**Document passage:**
Hidden Markov Models

The idea is that the system we are trying to model has several states, and the distribution of observations varies depending on the state that the system is in. You could imagine a call center with a helpful and an unhelpful representative, the results of reaching one will be better than the results of reaching the other.

However, with Hidden Markov Models, it is not quite as easy as working with call center representatives, as we will not get to know who is on the other line. All we get are the results, and we have to try and piece together the details of which representative we got based on the outcomes we saw, and then try to model the distribution of outcomes for each of them.

Toy Example: Moody Dog

Say we have a dog, and that this dog eats more food when it’s happy. Let’s say the dog eats the following quantities (both assumed to be normally distributed):

When happy, the dog eats an average of 250g, with a standard deviation of 50g.
When sad, the dog eats an average of 150g, with a standard deviation of 30g.

**Source material:**

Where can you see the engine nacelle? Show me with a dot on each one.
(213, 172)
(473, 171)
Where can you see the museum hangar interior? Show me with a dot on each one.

**Exercise requirements:**
**a.** Below the Hidden Markov Models passage and the listing are three statements. For each one, say whether it agrees with the passage, answering yes or no and quoting the words of the passage that decide it.
(i) With Hidden Markov Models, we are told which state the system is in.
(ii) The dog eats more food when it is happy.
(iii) When sad, the dog's intake has a standard deviation of 50g.
**b.** According to the Hidden Markov Models passage, how much does the dog eat on average when it is happy?
**c.** Proceed with the Hidden Markov Models passage, starting after its final sentence.

**Written answers:**
**a.**
(i) No: "All we get are the results, and we have to try and piece together the details of which representative we got based on the outcomes we saw"
(ii) Yes: "this dog eats more food when it’s happy"
(iii) No: "When sad, the dog eats an average of 150g, with a standard deviation of 30g."

**b.** The dog eats an average of 250g, with a standard deviation of 50g.

**c.**
The above distributions are known as emission probability distributions, modelling the emitted observation (how much the dog eats), based on the internal state of the dog (its mood).

We will model the mood of our dog (i.e. the dog’s state) as a Markov Process. By this, we just mean that the dog’s mood one day is dependent only on it’s mood the previous day. It does not matter if the dog was happy or sad on any of the days before that.

Our Markov Process has discrete time as we step from day to day, and a discrete and countable number of states, i.e. happy and sad. We will model our dog’s transition from day to day as follows:

Happy today:
- 70% chance of being happy tomorrow,
- 30% chance of being sad.
Sad today:
- 50% chance of being happy tomorrow,
- 50% chance of being sad.

We will write this as a matrix like so, where \(P_{ij}\) means the probability of going from row \(i\) to column \(j\), arranged so that row and column 0 represent “sad”, and row and column 1 represent “happy”.

\[ P_{ij} = \begin{bmatrix} 0.5 & 0.5 \\ 0.3 & 0.7 \end{bmatrix} \]

We will assume that the initial probabilities are the steady state probabilities of the dog being either happy or sad, calculated as follows:

Code

transition_matrix = np.array([
    [0.5, 0.5],
    [0.3, 0.7]
])
# Need left eigenvector
p = np.linalg.eig(transition_matrix.T).eigenvectors[:, 1]
# Normalize so probabilities sum to one.
initial_probabilities = p / np.sum(p)
initial_probabilities

array([0.375, 0.625])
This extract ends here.